→ **SET TASK**: Transcribe the material below word for word, leaving out the pictures.

»»

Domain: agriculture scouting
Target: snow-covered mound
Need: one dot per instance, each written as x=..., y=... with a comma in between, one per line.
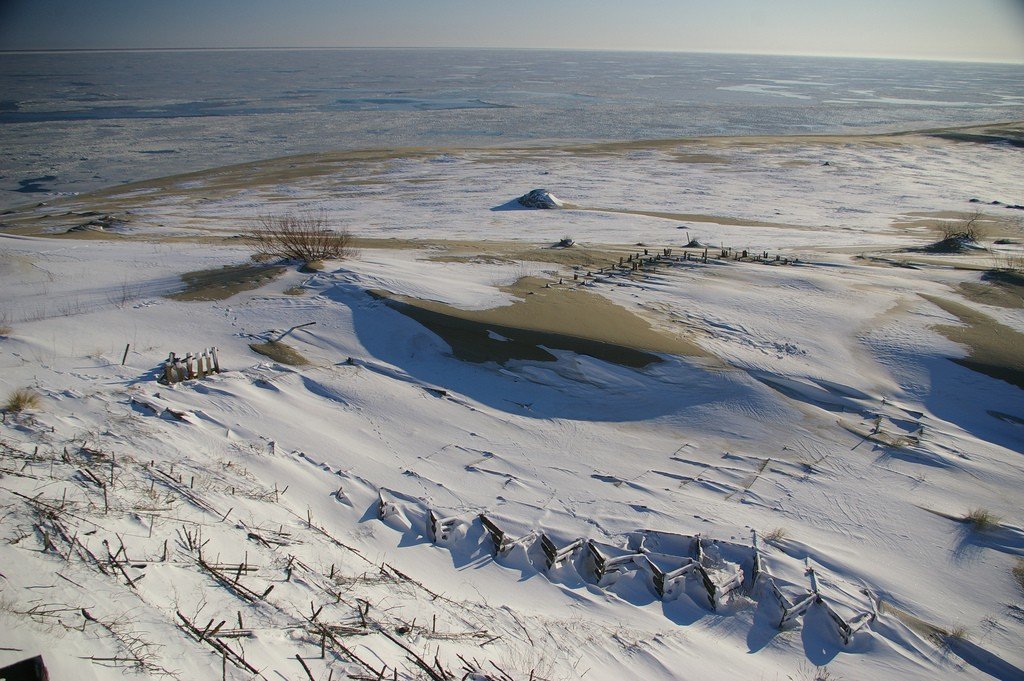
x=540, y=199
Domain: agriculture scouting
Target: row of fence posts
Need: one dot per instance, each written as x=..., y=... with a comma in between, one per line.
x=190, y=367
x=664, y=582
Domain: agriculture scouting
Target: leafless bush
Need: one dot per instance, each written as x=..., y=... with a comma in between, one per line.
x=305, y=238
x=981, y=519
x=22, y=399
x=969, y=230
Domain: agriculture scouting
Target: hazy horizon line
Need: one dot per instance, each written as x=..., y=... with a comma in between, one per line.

««

→ **THE SOLUTION**:
Domain: agriculture scouting
Target: snow-covered mound
Need: one dot per instance, each written as x=..., y=... with a comma in between, one per line.
x=540, y=199
Domain: agriculture scouting
Target: row of fence posts
Need: one dot per instance, each written as x=..., y=... with a comma in between, one per line.
x=190, y=367
x=664, y=582
Domain: agriculture scouting
Target: leafless bush
Need: one dot per instance, each written as x=..., y=... with a comma in between, one per line.
x=305, y=238
x=981, y=519
x=22, y=399
x=969, y=230
Domain: agriculture scouting
Target: hazy horizon line
Need: one dot per instance, each written as x=..., y=... with a comma in between, one per line.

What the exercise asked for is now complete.